▼▼▼

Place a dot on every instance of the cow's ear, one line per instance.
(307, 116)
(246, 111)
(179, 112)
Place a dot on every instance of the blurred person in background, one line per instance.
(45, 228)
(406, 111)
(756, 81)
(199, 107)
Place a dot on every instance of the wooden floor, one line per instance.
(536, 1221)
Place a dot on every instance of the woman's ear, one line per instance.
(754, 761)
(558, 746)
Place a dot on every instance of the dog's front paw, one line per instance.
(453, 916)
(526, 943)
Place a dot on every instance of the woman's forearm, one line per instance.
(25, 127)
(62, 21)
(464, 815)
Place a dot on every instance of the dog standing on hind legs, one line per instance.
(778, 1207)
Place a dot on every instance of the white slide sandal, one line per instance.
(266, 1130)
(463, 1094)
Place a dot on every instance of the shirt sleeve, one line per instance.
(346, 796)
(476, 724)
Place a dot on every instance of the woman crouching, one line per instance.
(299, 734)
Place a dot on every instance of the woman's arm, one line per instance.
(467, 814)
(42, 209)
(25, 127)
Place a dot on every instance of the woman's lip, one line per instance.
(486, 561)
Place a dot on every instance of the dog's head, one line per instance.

▲▲▲

Written exercise:
Can you put every line above into a numbered list, with any blank lines left out?

Answer for the task:
1. Place a dot on every instance of the cow's ear, one line per instance.
2. (307, 116)
3. (246, 111)
4. (179, 112)
5. Place a dot on every instance of the blurred person in background, one line per instance.
6. (45, 228)
7. (406, 111)
8. (756, 81)
9. (199, 107)
10. Place a dot on every instance of the wooden floor, one line per instance.
11. (536, 1221)
12. Place a dot on every instance of the woman's ear, one line per instance.
13. (754, 761)
14. (558, 746)
15. Place a dot on every instance of the dog's front paw, one line per instance.
16. (453, 916)
17. (526, 943)
18. Place a dot on every instance of the woman's forearm, one line per instance.
19. (25, 127)
20. (62, 21)
21. (464, 815)
22. Place a dot on every instance of the dog standing on hind legs, one line per instance.
23. (778, 1207)
24. Place a dot on every instance of the white slide sandal, one line per instance.
25. (266, 1130)
26. (463, 1094)
27. Place a dot on every instance of the shirt sleeve, one line per instance.
28. (346, 796)
29. (476, 724)
30. Place a dot on every instance of the woman crouching, one line per instance.
31. (299, 734)
32. Place a dot on every instance of the woman's arm, one line per instance.
33. (467, 814)
34. (42, 209)
35. (25, 127)
36. Place a dot on every instance of the woman's lip, one line per instance.
37. (486, 561)
38. Place a dot on every instance of the dog's head, one line per instance.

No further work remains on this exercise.